▶ Work to be completed:
Copy each line of the following data that contains "surface".

[Saved entries]
-------
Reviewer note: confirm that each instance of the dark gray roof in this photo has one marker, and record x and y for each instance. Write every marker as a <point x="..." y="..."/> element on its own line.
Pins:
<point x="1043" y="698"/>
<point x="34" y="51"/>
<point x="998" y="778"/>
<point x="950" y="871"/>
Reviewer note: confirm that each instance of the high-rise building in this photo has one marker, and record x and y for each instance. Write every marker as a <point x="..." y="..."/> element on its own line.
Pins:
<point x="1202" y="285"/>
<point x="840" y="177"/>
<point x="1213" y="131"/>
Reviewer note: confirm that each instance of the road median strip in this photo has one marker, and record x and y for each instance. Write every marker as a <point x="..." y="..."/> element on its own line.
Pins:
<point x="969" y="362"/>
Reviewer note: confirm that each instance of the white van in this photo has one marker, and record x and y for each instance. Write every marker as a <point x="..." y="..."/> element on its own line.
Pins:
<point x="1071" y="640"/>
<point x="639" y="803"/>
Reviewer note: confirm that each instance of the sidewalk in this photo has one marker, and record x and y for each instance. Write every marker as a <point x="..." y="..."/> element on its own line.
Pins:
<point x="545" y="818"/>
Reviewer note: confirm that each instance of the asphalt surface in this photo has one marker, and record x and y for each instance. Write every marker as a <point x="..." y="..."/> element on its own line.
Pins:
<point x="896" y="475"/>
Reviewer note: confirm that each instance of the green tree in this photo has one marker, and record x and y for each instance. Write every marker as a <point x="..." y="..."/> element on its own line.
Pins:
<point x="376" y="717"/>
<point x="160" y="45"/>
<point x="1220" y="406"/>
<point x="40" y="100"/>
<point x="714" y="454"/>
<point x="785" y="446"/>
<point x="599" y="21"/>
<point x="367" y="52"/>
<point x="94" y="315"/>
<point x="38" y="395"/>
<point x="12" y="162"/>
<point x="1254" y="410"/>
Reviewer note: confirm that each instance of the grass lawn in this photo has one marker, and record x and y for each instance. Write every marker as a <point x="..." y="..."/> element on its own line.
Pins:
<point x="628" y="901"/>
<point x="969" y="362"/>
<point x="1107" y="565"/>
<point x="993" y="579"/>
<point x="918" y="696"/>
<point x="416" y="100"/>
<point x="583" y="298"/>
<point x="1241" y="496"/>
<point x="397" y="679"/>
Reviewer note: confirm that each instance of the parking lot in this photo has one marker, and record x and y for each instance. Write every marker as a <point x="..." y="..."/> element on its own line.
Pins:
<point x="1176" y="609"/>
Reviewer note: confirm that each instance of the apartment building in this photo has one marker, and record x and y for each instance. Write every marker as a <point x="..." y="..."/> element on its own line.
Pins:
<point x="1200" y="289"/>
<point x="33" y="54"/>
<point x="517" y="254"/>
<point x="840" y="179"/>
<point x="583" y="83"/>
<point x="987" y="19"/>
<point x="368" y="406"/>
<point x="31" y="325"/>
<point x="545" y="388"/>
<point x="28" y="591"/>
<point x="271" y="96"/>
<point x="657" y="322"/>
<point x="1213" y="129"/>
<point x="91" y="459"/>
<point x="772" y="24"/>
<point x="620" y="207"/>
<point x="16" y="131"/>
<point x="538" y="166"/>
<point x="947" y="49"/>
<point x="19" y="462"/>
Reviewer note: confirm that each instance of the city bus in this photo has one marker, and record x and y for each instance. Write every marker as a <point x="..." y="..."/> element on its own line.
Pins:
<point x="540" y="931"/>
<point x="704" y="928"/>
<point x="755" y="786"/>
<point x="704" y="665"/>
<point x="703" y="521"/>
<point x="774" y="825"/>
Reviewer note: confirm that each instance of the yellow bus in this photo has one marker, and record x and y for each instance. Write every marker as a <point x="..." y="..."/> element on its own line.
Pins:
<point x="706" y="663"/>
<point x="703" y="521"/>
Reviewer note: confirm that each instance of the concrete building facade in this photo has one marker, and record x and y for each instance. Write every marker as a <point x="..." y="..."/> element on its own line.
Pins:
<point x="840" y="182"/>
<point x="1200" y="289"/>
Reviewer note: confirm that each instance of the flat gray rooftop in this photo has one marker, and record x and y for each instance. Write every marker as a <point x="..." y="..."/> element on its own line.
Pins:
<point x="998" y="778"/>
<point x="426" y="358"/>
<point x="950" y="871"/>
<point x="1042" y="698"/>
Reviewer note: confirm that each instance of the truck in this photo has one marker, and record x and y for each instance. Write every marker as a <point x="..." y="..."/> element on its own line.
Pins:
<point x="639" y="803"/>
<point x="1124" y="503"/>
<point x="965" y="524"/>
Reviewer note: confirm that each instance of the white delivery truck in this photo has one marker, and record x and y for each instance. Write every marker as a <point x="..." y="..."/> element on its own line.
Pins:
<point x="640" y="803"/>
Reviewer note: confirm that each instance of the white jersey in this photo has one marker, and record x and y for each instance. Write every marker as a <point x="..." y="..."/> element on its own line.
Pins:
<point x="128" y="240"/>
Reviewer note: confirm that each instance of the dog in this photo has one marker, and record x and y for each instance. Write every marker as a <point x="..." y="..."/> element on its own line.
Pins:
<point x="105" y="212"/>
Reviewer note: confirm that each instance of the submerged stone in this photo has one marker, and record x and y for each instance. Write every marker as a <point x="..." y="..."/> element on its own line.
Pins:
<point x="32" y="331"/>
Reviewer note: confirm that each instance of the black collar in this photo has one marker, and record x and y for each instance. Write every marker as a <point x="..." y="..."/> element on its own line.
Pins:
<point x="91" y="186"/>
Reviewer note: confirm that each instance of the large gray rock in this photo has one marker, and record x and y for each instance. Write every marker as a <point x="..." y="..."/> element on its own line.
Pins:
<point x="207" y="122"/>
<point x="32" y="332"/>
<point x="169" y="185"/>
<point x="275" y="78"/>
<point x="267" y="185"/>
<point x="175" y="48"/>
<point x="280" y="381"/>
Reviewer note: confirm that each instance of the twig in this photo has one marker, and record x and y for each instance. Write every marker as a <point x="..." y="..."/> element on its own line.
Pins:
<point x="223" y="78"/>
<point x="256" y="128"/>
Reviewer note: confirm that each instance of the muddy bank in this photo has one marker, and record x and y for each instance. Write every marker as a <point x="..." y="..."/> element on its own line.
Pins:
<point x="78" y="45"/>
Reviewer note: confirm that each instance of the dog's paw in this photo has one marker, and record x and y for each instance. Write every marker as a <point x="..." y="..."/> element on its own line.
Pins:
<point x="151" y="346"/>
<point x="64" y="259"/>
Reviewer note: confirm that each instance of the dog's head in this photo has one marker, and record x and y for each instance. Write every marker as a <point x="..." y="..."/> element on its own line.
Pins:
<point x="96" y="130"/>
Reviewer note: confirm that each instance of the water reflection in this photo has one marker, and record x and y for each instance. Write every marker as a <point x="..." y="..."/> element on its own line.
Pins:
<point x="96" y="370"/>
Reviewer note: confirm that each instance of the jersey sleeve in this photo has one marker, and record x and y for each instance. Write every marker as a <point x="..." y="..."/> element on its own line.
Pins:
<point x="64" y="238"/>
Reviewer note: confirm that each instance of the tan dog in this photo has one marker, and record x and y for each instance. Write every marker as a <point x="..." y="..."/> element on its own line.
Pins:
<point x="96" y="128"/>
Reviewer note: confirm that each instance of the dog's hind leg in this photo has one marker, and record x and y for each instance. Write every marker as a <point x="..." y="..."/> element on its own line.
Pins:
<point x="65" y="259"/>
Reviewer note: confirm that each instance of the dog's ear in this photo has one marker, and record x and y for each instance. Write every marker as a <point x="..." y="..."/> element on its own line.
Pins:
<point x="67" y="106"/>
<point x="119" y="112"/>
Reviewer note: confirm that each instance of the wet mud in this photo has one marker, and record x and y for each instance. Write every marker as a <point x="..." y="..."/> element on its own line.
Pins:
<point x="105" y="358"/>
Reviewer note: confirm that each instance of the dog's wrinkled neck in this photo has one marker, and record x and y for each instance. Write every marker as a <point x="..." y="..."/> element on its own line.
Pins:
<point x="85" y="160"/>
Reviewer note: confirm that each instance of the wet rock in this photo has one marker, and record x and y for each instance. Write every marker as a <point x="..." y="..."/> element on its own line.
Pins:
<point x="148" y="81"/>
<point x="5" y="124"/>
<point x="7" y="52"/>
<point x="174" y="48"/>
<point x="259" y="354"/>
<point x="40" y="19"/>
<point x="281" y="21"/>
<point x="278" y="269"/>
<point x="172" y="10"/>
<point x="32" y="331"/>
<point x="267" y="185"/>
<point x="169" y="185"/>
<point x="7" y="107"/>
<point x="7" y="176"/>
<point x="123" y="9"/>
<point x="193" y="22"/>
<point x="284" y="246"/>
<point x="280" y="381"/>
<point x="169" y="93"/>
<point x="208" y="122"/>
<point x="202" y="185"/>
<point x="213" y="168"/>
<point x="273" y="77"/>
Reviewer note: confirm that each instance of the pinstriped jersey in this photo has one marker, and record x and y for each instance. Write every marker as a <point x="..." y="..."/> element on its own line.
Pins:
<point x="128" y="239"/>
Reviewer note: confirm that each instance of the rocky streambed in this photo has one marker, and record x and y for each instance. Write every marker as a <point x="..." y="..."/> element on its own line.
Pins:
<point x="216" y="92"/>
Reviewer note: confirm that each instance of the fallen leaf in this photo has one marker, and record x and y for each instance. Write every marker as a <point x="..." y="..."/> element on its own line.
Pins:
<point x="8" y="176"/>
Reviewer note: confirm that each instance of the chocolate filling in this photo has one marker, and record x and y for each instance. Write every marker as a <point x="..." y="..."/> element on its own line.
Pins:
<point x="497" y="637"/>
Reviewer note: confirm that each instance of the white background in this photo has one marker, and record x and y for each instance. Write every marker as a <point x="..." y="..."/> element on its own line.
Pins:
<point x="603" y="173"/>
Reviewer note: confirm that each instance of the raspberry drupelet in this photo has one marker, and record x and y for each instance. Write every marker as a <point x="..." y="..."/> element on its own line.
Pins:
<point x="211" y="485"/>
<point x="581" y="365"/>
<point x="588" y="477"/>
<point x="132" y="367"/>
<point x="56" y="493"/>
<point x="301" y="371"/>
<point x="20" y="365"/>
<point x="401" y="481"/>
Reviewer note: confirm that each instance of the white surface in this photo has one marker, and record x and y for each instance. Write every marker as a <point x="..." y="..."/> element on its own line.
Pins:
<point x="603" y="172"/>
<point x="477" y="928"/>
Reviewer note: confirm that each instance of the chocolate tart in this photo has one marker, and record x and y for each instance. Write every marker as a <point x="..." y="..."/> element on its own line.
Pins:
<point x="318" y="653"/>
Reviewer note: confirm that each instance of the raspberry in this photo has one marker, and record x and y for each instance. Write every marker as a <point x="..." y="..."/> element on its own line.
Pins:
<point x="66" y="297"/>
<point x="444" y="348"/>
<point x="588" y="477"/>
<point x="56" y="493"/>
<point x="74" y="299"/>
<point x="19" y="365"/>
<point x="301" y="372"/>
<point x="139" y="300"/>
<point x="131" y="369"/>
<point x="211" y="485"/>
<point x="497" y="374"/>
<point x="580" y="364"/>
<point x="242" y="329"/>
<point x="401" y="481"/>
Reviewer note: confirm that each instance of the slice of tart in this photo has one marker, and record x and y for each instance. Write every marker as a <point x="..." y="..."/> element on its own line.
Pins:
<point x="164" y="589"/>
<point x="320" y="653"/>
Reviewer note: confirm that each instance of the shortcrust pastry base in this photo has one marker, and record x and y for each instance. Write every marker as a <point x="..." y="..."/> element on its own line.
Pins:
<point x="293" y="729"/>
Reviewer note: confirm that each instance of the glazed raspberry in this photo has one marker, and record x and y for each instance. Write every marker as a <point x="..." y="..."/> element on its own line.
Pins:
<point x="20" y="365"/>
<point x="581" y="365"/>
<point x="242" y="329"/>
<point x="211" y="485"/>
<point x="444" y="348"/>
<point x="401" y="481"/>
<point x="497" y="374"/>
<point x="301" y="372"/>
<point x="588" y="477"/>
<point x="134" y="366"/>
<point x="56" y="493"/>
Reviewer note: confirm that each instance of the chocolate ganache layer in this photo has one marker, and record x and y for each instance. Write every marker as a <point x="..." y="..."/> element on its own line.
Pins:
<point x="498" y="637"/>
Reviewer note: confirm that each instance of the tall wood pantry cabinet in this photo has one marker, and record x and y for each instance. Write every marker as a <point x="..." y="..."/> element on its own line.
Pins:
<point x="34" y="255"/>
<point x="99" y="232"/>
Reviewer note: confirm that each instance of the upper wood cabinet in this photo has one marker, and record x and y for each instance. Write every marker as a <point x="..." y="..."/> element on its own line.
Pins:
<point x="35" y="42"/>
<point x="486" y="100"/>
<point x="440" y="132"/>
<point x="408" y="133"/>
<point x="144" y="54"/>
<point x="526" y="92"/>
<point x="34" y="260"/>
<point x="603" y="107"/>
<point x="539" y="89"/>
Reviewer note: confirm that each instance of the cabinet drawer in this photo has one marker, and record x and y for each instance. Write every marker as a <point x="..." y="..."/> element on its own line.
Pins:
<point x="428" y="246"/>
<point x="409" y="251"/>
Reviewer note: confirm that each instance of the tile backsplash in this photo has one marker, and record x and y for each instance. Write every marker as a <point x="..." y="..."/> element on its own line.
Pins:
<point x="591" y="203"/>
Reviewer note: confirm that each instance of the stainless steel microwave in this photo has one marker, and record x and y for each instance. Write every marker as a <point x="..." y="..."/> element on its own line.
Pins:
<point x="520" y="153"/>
-------
▶ Output for this task:
Reviewer note: confirm that each instance of the asphalt surface in this photo has one marker, and record x and y for each instance. Write every marker as a <point x="..." y="..."/> element on its own line.
Reviewer note: confirm that each instance of the white surface in this photo has one marker, and record x and y for each instance. Write every marker as a <point x="..." y="..."/> element on its own line.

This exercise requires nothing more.